MLPerf Inference v5.0 results for 8x B200 servers, compared with 8x H200, showed:
| Benchmark | 8x B200 | 8x H200 | Speedup |
|---|---|---|---|
| Llama 2 70B (server) | 98,443 tokens/s | approximately 32,800 tokens/s | 3.0x |
| Llama 2 70B (offline) | 98,858 tokens/s | approximately 35,300 tokens/s | 2.8x |
| Mixtral 8x7B (server) | 126,845 tokens/s | approximately 60,400 tokens/s | 2.1x |
| Mixtral 8x7B (offline) | 128,148 tokens/s | approximately 61,000 tokens/s | 2.1x |
| Stable Diffusion XL (server) | 28.44 samples/s | approximately 17.8 samples/s | 1.6x |
The gap widens further on rack-scale GB200 NVL72 deployments. On the Llama 3.1 405B inference benchmark, a single NVL72 rack returned up to 30x the throughput of an H200 8-GPU server, partly because the 405B model fits within the NVL72's NVLink domain and avoids cross-node communication. Per-GPU, NVL72 still delivered 3.4x the throughput of an H200 system on the same workload.
The B200 SXM module is rated at 1,000 W TDP, a 43% increase over the H100's 700 W. NVIDIA expects most B200 deployments to use liquid cooling: direct-to-chip cold plates in rack-scale GB200 systems, or rear-door heat exchangers and liquid-assisted air for HGX B200 chassis. The GB200 NVL72 is fully liquid-cooled and requires data centers with appropriate facility water loops. Despite the higher TDP, actual power draw under typical inference workloads runs well below the 1,000 W rating, with cloud operators reporting time-averaged figures around 600 W per GPU on production LLM traffic; full TDP is only reached during aggressive training or synthetic FP8 benchmarks. NVIDIA's claim of 25x cost and energy efficiency over the H100 for trillion-parameter model inference rests on the combination of FP4 throughput, reduced cross-GPU communication inside an NVLink domain, and below-TDP operating points.
The B200 has compute capability 10.0 and requires CUDA 12.8 or later for full hardware enablement. The earliest production deliveries in late 2024 used CUDA 12.4 with experimental FP4 support; full FP4 production support landed with CUDA 12.8 in early 2025. The primary software components are TensorRT-LLM (with explicit B200 kernels for FP4 and FP6 GEMMs and NVIDIA QAT for FP4 quantization), the second-generation Transformer Engine integrated with PyTorch and JAX, NVIDIA NIM inference microservices with pre-packaged FP4-tuned containers, and NCCL 2.21 or later for collective operations over the 1.8 TB/s NVLink 5 fabric and the 130 TB/s NVL72 domain.

******

- [Tasks for this exercise]:
1 > From the passage on the B200, copy out the text between "The B200 has" and "TB/s NVL72 domain.", inclusive.
2 > Answer these questions from the passage on the B200:
(a) What TDP is the B200 SXM module rated at?
(b) With which CUDA version did full FP4 production support land?
(c) On the Llama 3.1 405B benchmark, how did NVL72's per-GPU throughput compare with an H200 system?

******

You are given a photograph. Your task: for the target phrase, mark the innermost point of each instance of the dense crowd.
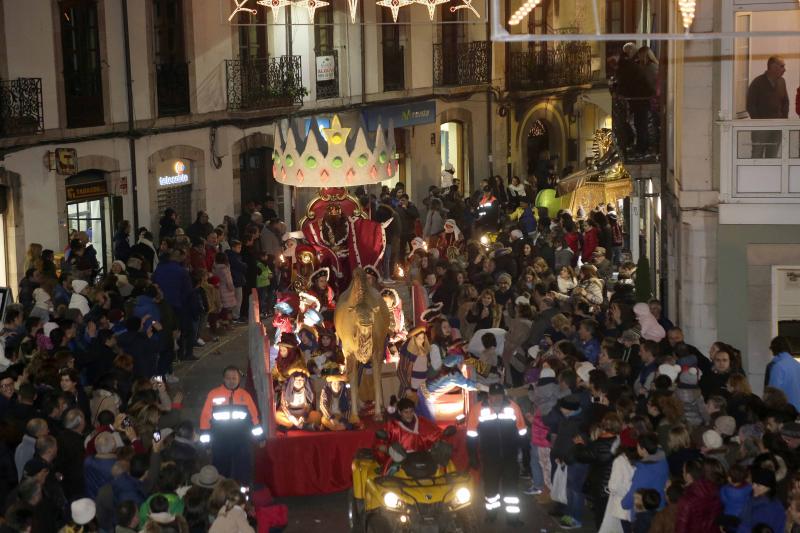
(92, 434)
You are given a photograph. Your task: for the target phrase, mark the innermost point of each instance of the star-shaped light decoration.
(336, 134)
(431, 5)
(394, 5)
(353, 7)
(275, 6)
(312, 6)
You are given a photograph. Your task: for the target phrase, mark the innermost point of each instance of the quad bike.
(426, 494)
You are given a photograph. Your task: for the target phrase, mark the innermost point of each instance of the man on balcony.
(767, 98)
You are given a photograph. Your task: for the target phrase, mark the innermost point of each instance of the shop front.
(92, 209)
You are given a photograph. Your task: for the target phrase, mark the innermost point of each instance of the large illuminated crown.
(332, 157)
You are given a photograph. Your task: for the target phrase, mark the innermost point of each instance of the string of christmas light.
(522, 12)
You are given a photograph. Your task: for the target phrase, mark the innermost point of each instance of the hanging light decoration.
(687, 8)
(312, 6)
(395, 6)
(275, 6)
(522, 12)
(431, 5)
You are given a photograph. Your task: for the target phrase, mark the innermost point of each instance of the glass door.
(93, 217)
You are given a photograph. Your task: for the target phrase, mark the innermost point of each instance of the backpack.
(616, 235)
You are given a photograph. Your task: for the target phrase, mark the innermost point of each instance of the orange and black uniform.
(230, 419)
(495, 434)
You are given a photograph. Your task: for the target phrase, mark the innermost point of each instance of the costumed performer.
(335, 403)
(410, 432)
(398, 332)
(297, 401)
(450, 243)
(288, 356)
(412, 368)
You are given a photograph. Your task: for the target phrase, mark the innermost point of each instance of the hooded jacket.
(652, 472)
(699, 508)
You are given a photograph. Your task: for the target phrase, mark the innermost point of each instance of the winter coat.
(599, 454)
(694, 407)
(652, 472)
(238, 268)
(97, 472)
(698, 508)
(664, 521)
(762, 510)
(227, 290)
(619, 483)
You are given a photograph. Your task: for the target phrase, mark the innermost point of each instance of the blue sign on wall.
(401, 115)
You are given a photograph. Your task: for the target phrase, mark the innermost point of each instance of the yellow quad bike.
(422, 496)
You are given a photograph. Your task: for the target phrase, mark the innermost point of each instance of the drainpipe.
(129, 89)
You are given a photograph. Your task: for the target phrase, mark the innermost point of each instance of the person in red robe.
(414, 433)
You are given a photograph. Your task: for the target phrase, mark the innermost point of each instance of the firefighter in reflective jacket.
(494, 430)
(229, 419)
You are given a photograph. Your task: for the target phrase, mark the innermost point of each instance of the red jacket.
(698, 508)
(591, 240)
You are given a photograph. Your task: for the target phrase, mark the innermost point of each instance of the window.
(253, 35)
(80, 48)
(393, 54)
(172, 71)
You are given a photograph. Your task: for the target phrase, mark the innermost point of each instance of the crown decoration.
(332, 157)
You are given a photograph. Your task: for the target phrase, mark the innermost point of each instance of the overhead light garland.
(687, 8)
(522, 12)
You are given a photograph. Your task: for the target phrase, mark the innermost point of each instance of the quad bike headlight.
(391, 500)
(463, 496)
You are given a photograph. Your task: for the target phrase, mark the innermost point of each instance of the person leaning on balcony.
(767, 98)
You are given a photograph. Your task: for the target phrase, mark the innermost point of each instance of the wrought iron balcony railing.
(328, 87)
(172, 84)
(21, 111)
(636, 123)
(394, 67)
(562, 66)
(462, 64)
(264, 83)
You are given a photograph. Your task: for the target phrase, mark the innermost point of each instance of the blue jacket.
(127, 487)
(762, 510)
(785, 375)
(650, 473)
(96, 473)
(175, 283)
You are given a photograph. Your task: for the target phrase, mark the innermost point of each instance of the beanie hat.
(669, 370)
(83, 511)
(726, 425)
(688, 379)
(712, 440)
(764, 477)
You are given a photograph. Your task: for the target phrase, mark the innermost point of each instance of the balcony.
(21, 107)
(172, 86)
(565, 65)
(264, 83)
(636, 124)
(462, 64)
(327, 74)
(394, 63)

******

- [Numbered answers]:
1 >
The B200 has compute capability 10.0 and requires CUDA 12.8 or later for full hardware enablement. The earliest production deliveries in late 2024 used CUDA 12.4 with experimental FP4 support; full FP4 production support landed with CUDA 12.8 in early 2025. The primary software components are TensorRT-LLM (with explicit B200 kernels for FP4 and FP6 GEMMs and NVIDIA QAT for FP4 quantization), the second-generation Transformer Engine integrated with PyTorch and JAX, NVIDIA NIM inference microservices with pre-packaged FP4-tuned containers, and NCCL 2.21 or later for collective operations over the 1.8 TB/s NVLink 5 fabric and the 130 TB/s NVL72 domain.

2 >
(a) 1,000 W.
(b) CUDA 12.8.
(c) It was 3.4x the throughput of an H200 system.